Image-grounded pointing data
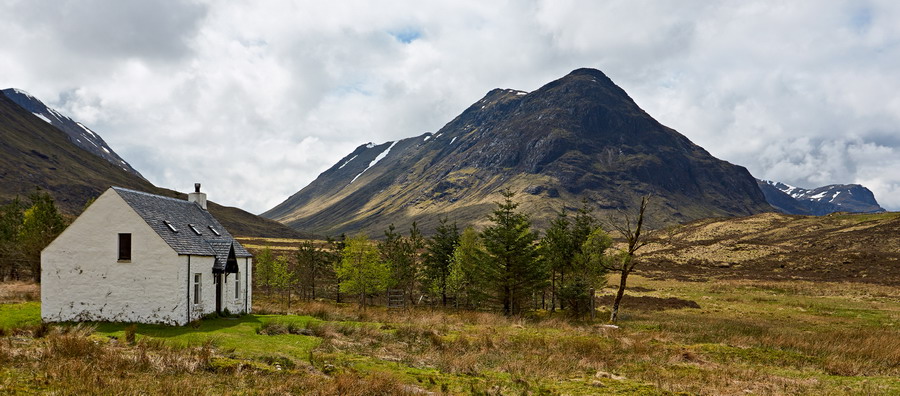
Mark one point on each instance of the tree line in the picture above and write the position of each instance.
(506, 266)
(25, 230)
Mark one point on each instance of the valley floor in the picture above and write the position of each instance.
(675, 336)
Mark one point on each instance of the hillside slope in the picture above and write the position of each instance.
(34, 154)
(79, 134)
(836, 247)
(579, 137)
(819, 201)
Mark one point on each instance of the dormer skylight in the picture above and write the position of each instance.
(169, 224)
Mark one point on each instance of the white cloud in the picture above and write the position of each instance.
(255, 99)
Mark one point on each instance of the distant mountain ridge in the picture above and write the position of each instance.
(78, 134)
(579, 137)
(819, 201)
(35, 154)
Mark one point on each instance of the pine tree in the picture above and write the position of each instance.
(586, 273)
(462, 281)
(312, 267)
(263, 266)
(10, 228)
(282, 278)
(400, 256)
(438, 256)
(361, 271)
(557, 250)
(512, 271)
(41, 224)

» **Task instructions**: Skip the pictures and output all entries exactly.

» **Completed task**:
Mark one point on each instance of the tree line in the picture above and write the position of each instance.
(506, 266)
(25, 230)
Mark one point on each instance of the valley floor in the picture above and write the position of each instance.
(675, 336)
Mark one point on each instance of the hillside slope in the picture above and write the position of each instance.
(34, 154)
(79, 134)
(836, 247)
(579, 137)
(819, 201)
Mark one point on each instance of the dormer skylight in the picture above and write the position of each instance.
(169, 224)
Mark one point on each instance of the white cloud in the picture above and write the position of each instance.
(255, 99)
Mark one point on each instance of the distant mountain ridge in the picture above and write the position of each instance.
(78, 134)
(579, 137)
(819, 201)
(35, 154)
Mark one point on each instance of the pine tree in the picture above and write the position of each instance.
(586, 273)
(462, 281)
(312, 267)
(263, 266)
(10, 228)
(282, 278)
(400, 256)
(438, 256)
(361, 271)
(557, 250)
(512, 271)
(41, 224)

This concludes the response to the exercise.